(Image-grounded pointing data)
□ □ □ □ □

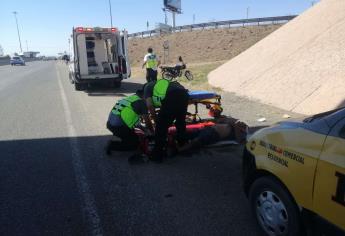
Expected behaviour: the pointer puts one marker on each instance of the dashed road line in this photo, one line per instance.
(89, 206)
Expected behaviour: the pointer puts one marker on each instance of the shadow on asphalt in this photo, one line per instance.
(200, 193)
(342, 104)
(103, 90)
(256, 128)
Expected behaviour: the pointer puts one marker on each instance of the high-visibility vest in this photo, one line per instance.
(123, 108)
(151, 61)
(159, 92)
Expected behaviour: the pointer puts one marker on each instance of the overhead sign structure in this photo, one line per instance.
(173, 5)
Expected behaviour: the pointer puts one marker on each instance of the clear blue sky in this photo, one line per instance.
(47, 24)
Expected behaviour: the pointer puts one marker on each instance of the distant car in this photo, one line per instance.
(294, 176)
(17, 61)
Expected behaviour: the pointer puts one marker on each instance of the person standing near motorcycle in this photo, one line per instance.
(151, 62)
(172, 99)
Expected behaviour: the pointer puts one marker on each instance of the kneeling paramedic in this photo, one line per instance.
(172, 99)
(124, 116)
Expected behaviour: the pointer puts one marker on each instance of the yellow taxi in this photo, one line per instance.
(294, 176)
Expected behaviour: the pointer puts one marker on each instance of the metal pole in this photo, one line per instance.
(174, 19)
(111, 15)
(20, 42)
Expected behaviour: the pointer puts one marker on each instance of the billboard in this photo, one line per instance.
(174, 5)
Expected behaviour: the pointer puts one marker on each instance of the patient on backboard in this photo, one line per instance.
(225, 129)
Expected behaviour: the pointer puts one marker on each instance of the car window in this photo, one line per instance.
(339, 129)
(320, 115)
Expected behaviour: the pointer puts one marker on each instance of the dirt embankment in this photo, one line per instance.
(300, 67)
(200, 45)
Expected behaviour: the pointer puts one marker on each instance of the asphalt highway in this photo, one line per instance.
(55, 178)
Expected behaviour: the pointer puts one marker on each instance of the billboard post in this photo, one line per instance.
(174, 6)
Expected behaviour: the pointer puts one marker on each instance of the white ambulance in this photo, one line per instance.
(100, 55)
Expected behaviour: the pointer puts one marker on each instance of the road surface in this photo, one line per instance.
(55, 178)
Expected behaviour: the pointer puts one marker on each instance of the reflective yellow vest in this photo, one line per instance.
(151, 61)
(123, 108)
(159, 92)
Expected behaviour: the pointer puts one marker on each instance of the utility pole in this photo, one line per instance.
(20, 42)
(174, 19)
(165, 16)
(111, 14)
(69, 47)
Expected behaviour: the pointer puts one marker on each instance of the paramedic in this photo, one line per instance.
(124, 116)
(151, 62)
(172, 99)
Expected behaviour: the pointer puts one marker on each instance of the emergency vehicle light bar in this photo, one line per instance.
(95, 29)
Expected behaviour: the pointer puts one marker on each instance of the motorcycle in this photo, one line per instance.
(173, 72)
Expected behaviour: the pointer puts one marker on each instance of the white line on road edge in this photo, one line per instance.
(89, 207)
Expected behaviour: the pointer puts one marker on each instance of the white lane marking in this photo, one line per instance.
(89, 207)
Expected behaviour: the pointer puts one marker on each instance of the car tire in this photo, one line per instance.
(79, 87)
(117, 84)
(274, 209)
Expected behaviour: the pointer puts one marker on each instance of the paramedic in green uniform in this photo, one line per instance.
(124, 116)
(172, 99)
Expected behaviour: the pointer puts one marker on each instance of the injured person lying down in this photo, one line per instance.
(224, 129)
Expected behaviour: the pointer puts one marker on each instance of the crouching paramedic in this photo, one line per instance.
(172, 99)
(124, 116)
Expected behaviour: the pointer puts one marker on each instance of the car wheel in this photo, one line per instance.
(117, 84)
(79, 87)
(275, 211)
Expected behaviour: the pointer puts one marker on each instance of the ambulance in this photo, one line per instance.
(100, 55)
(294, 176)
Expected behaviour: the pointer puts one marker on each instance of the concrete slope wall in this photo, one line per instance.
(300, 67)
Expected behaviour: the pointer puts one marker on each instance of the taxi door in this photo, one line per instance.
(329, 189)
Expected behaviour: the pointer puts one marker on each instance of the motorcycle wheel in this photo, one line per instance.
(188, 75)
(166, 75)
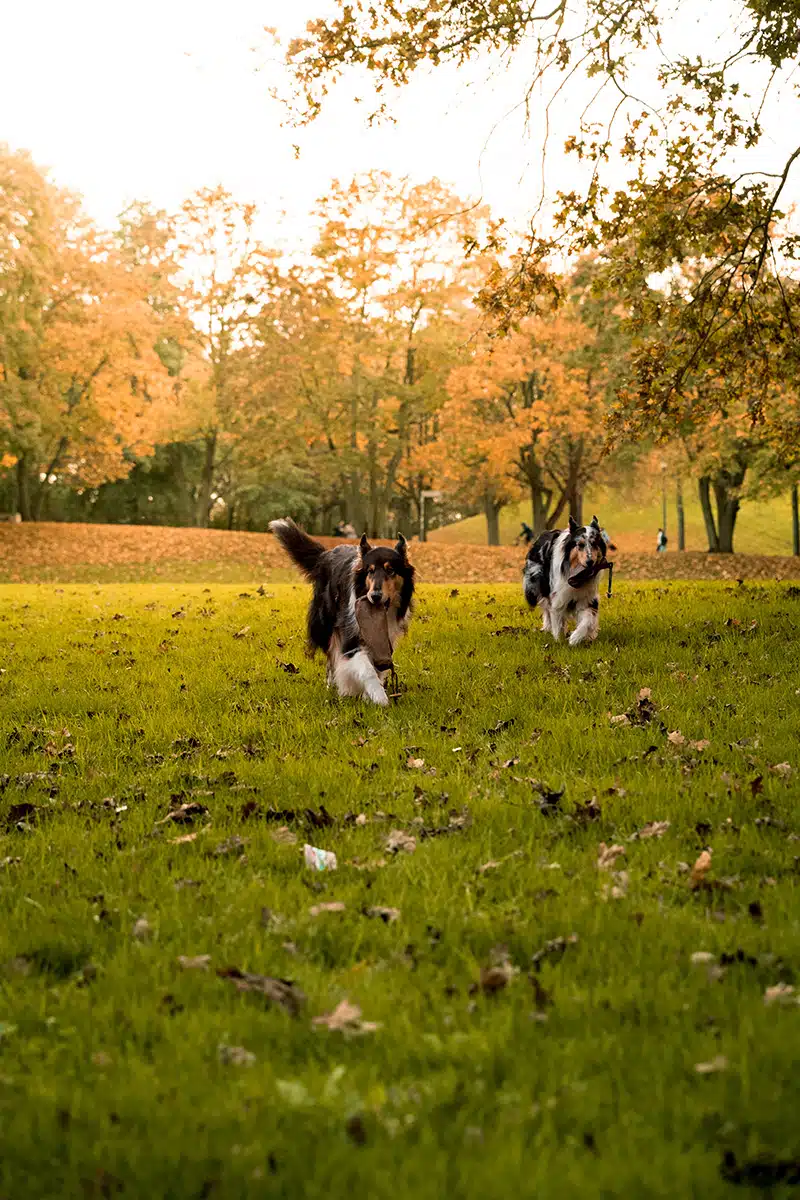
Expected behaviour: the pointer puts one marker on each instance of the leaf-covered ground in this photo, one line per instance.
(34, 553)
(560, 954)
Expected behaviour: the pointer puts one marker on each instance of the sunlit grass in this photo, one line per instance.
(120, 702)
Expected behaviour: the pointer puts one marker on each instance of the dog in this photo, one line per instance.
(555, 558)
(343, 579)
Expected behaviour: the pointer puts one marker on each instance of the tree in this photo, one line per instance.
(227, 275)
(82, 388)
(541, 393)
(354, 343)
(677, 123)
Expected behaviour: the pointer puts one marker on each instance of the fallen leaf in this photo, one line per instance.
(319, 859)
(781, 994)
(389, 916)
(232, 846)
(710, 1068)
(655, 829)
(701, 869)
(278, 991)
(607, 856)
(495, 978)
(398, 840)
(235, 1056)
(186, 814)
(196, 963)
(284, 837)
(346, 1019)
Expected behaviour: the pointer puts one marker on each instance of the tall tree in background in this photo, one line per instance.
(227, 274)
(82, 387)
(686, 125)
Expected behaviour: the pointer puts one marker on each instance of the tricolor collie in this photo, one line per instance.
(344, 577)
(560, 576)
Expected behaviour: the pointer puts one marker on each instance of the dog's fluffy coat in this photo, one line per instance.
(554, 557)
(380, 575)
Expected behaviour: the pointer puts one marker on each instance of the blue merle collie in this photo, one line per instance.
(380, 576)
(560, 576)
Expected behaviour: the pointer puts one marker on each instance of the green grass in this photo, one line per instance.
(764, 527)
(120, 702)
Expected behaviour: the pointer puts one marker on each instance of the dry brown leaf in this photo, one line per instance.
(284, 837)
(278, 991)
(701, 869)
(607, 856)
(346, 1019)
(235, 1056)
(655, 829)
(331, 906)
(185, 814)
(710, 1068)
(398, 840)
(389, 916)
(193, 963)
(781, 994)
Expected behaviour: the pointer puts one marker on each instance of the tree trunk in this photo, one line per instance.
(727, 513)
(206, 481)
(492, 520)
(23, 490)
(704, 489)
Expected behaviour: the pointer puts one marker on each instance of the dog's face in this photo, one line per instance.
(587, 545)
(384, 575)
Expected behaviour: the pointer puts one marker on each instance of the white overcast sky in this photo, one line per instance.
(155, 99)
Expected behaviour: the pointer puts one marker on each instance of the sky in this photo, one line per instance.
(152, 100)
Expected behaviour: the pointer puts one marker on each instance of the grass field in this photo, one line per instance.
(763, 527)
(531, 1023)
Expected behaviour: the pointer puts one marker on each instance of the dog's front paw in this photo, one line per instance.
(377, 695)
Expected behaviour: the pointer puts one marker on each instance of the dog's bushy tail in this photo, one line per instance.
(304, 550)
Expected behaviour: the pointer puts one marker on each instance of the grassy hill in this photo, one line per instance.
(763, 527)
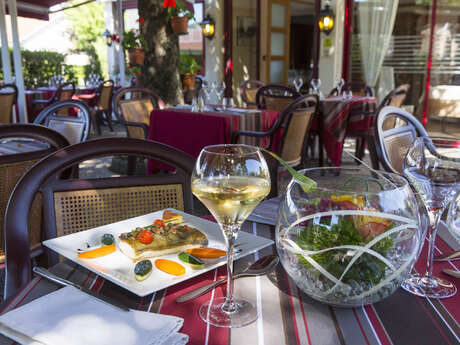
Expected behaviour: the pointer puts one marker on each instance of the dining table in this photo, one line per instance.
(286, 314)
(191, 131)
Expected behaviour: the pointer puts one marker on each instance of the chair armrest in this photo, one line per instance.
(138, 124)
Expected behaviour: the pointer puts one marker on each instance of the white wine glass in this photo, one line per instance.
(433, 169)
(230, 180)
(298, 82)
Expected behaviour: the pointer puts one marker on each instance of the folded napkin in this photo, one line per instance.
(69, 316)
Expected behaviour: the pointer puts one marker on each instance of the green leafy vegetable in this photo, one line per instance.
(366, 270)
(306, 183)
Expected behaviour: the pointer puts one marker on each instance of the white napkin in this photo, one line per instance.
(69, 316)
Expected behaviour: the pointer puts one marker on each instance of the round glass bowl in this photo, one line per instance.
(353, 239)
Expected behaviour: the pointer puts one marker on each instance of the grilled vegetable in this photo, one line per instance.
(170, 267)
(191, 260)
(142, 270)
(107, 239)
(98, 252)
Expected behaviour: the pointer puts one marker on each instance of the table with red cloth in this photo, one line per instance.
(340, 115)
(191, 131)
(287, 315)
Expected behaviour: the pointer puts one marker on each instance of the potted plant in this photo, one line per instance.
(178, 15)
(188, 67)
(134, 42)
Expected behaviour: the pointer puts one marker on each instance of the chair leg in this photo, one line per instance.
(108, 117)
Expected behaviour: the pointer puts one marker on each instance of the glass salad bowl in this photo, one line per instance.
(352, 239)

□ □ □ □ □

-- Description of the task --
Starting at the line that contains "of the grilled", retype each remaining line of the records exactly; that line and the last line are both included.

-- Answer to this task --
Expected behaviour: the pointer puts one marker on each instance of the grilled vegetable in this photo, one line per instance.
(170, 267)
(191, 260)
(142, 270)
(107, 239)
(98, 252)
Expected behaviour: the pointer puts one marker on each instance of the table with red cloth in this photo, one line per instance.
(340, 115)
(191, 131)
(287, 315)
Expected behaviour: the pointer puts one marker on each instance of the potted plant in this photo, one line per instance.
(178, 15)
(188, 67)
(134, 42)
Expected behaviour: the pointer puts one marker on each instance of the chair leg in this photo, one line per instance.
(108, 117)
Expected behaviour: the pointer puts one marker on each instance of the glass salad bowl in this photo, one line per instance.
(352, 239)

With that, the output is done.